--- Stated exercise ---
Please pick out every line in the records that contains the word "player", and copy each one as it appears.

--- Records for this exercise ---

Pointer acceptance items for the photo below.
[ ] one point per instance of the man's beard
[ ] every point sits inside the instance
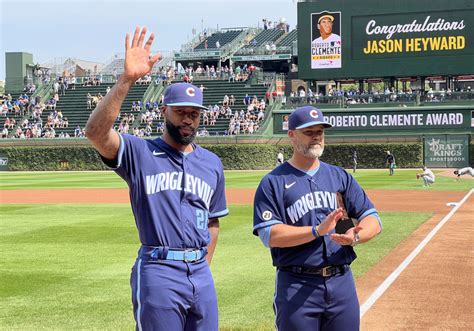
(173, 131)
(313, 152)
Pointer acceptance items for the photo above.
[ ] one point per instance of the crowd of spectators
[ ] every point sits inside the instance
(229, 73)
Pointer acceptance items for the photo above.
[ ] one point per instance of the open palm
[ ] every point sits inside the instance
(138, 59)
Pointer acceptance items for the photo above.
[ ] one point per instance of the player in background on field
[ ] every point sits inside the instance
(391, 163)
(177, 195)
(296, 215)
(427, 175)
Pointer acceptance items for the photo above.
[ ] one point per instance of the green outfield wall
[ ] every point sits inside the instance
(446, 132)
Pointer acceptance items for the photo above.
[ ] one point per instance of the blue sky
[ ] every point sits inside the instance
(95, 30)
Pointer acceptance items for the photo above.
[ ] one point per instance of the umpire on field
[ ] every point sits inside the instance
(177, 195)
(297, 215)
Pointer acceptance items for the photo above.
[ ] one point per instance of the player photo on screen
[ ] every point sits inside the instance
(326, 44)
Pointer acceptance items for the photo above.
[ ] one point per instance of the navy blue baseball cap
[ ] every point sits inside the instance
(303, 117)
(183, 94)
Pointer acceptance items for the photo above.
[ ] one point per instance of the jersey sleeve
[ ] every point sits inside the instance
(218, 205)
(125, 162)
(266, 210)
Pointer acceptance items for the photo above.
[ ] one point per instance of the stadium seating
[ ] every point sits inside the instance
(223, 38)
(214, 92)
(265, 36)
(288, 39)
(73, 105)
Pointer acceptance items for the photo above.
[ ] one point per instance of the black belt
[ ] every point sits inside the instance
(324, 272)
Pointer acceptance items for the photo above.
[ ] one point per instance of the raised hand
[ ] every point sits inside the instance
(138, 58)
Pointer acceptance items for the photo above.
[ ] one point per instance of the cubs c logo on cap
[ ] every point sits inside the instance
(190, 91)
(313, 113)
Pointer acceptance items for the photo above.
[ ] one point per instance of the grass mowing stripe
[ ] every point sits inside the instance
(67, 266)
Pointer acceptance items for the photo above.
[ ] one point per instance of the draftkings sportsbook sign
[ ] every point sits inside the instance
(413, 34)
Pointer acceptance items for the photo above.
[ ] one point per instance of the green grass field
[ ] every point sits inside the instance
(67, 267)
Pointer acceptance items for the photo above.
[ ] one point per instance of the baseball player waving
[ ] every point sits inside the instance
(296, 214)
(177, 195)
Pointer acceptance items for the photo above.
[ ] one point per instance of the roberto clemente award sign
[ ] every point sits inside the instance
(326, 43)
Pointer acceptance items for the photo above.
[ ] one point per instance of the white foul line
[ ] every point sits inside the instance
(394, 275)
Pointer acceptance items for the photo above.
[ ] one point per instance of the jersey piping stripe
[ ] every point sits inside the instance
(219, 214)
(367, 213)
(274, 299)
(266, 224)
(139, 303)
(120, 152)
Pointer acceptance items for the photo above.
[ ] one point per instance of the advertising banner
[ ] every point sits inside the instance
(451, 151)
(355, 39)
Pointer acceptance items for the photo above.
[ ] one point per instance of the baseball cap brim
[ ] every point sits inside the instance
(325, 124)
(189, 104)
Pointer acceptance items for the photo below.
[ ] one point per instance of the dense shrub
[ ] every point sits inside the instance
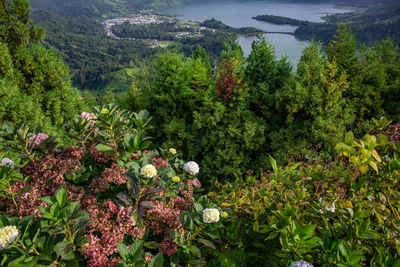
(341, 213)
(115, 201)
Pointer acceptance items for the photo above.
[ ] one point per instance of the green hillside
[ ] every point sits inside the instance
(370, 25)
(99, 8)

--- Result for this exercise ---
[ ] one point per instance of the player in background on field
[ ] one point per instance of the player photo on screen
[ ] one point per instance of the baseball player waving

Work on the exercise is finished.